Material to process:
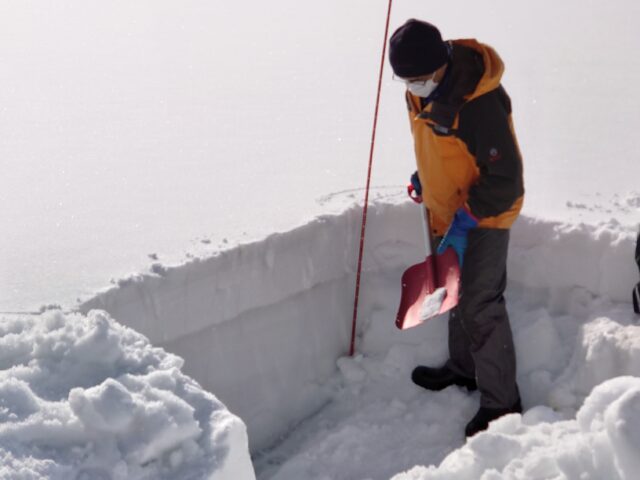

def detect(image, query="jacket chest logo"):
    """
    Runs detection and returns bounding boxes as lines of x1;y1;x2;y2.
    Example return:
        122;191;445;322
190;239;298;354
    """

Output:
489;147;502;162
417;112;457;137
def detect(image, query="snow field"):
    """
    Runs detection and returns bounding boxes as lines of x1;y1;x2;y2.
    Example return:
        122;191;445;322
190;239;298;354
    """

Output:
2;0;640;477
0;310;255;479
75;198;639;478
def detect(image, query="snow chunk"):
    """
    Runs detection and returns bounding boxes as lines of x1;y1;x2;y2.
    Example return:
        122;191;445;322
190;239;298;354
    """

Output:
69;379;137;433
69;374;202;466
549;318;640;413
0;378;40;422
420;288;447;321
391;377;640;480
0;310;255;479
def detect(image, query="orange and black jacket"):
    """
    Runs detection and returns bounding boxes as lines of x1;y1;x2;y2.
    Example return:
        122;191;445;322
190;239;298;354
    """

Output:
406;39;524;235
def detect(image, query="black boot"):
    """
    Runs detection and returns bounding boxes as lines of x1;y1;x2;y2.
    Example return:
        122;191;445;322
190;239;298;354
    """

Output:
411;365;477;392
465;399;523;437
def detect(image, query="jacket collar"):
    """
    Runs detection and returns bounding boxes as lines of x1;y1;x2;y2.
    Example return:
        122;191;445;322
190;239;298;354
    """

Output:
419;41;488;128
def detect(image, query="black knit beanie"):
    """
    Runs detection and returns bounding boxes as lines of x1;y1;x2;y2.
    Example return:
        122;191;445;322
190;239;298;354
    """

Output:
389;19;449;78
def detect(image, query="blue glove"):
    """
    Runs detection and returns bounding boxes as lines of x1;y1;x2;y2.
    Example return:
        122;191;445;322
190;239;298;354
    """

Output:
410;171;422;196
437;207;479;267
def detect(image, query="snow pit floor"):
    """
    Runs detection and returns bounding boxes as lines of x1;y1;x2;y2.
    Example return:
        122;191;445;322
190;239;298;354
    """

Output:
252;351;475;480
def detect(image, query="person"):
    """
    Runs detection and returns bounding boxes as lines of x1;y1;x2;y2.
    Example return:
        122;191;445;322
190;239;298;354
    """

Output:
388;19;525;437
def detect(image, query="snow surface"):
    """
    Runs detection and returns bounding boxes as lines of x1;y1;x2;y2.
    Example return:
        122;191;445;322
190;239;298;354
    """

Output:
0;309;255;479
2;0;640;478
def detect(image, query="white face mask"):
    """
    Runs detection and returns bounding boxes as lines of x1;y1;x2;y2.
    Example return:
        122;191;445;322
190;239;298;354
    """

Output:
407;78;438;98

Problem to solve: Please copy the preceding records exactly and omit the images.

Task output:
def detect(image, query="jacket chest logo"):
    """
    Runs detection and returns bounding boxes as lines of x1;y1;x2;y2.
    Example return:
        122;191;445;322
190;239;298;354
    """

Output:
489;147;502;162
417;112;457;137
def detect(image, query="snow field"):
    """
    Runs detection and returns bounding boxes as lines of x1;y1;x2;y2.
    Example return:
        122;191;445;322
190;239;298;354
    """

Output:
2;0;640;477
0;310;255;479
75;198;639;478
def detect(image, query="snow chunk"):
    """
    Runs detection and returns bounding boxes as lines of x1;y1;x2;y2.
    Example return:
        122;191;445;322
190;239;298;354
    """

Output:
69;379;137;433
69;374;202;466
549;318;640;413
0;378;40;422
420;288;447;321
391;377;640;480
0;310;255;479
def detect(image, query="orange and black jacket"):
    """
    Runs detection and returns bounding boxes as lines of x1;y1;x2;y2.
    Example return:
        122;191;445;322
190;239;298;354
    """

Output:
406;39;524;235
def detect(image, query="black boot"):
    """
    Runs detection and returns bounding boxes as lines of x1;y1;x2;y2.
    Example return:
        122;191;445;322
190;239;298;354
    """

Output:
411;365;477;392
465;399;523;437
def detect(image, query="jacket collar"):
    """
    Runs detection and returns bounding boxes as lines of x1;y1;x2;y2.
    Example return:
        122;191;445;322
190;239;298;354
    """

Output:
419;41;488;128
def detect(image, query="black knit beanie"):
    """
    Runs detection and returns bounding boxes as lines of x1;y1;x2;y2.
    Example return:
        122;191;445;322
190;239;298;354
    """

Output:
389;19;449;78
def detect(image, query="blue glove"):
    """
    Runs detection and returns bounding boxes as lines of x1;y1;x2;y2.
    Example return:
        122;191;445;322
190;239;298;354
    """

Output:
410;171;422;196
437;207;479;267
def detect(image, query="snow pit floor"):
    """
    Runs detection and returns bounding boxes as lines of x1;y1;x2;y2.
    Example return:
        122;191;445;322
190;239;298;354
    """

Output:
252;351;475;480
def detect(image, query="person"):
    """
    Runs detection and returns bounding boxes as lines of x1;y1;x2;y2.
    Example return:
        122;191;445;322
190;239;298;354
    """

Output:
388;19;525;437
def detect(image, query="snow surface"):
    """
    Runs detection and returns bounding boxes as lines of x1;y1;x2;y2.
    Example return:
        122;191;445;322
190;239;298;354
    """

Output:
0;309;255;479
2;0;640;478
def detect(image, query="white face mask"):
    """
    Runs detection and returns bounding boxes as lines of x1;y1;x2;y2.
    Example return:
        122;191;445;322
190;239;298;354
    """

Output:
407;78;438;98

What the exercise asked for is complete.